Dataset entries
━━━

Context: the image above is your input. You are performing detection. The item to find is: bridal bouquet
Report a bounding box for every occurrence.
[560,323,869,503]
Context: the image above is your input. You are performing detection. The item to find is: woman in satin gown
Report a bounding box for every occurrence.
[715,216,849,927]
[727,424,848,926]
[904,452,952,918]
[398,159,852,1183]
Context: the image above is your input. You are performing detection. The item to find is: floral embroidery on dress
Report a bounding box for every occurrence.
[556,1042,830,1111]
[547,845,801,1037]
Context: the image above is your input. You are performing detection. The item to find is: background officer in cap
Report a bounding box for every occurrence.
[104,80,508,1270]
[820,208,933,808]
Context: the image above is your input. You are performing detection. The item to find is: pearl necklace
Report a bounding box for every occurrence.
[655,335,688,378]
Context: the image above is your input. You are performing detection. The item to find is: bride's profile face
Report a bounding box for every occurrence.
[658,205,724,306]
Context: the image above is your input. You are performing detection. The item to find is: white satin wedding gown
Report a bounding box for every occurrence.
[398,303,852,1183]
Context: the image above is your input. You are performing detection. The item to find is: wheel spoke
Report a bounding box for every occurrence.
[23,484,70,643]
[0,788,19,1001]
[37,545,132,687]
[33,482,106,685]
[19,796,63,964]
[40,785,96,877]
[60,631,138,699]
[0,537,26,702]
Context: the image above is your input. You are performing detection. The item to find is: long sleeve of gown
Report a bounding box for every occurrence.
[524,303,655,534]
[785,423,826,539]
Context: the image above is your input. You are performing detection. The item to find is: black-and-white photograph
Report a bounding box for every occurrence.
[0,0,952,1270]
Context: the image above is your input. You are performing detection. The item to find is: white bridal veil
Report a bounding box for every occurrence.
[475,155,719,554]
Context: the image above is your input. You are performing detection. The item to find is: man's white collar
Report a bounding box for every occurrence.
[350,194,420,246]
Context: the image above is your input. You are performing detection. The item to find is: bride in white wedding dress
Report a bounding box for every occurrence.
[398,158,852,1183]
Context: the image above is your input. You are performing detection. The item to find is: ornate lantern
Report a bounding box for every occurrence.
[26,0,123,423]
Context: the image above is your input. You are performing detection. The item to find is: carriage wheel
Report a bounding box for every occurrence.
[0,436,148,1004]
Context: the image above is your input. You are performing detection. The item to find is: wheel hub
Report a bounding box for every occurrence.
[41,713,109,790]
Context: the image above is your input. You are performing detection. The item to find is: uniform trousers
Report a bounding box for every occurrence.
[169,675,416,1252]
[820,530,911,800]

━━━

• _Stated problem_: Rewrite the stretch of records from the line containing "in satin gown" through the line containing "[398,159,852,1183]", keeping every line and shifting each bounding box coordinate in the answers up by 47.

• _Answer for this exercise_:
Context: the image above is your input. You are performing detection. The item to find is: woman in satin gown
Report a bounding box for every occurrence.
[762,263,896,974]
[774,471,895,973]
[951,499,999,965]
[445,206,899,1230]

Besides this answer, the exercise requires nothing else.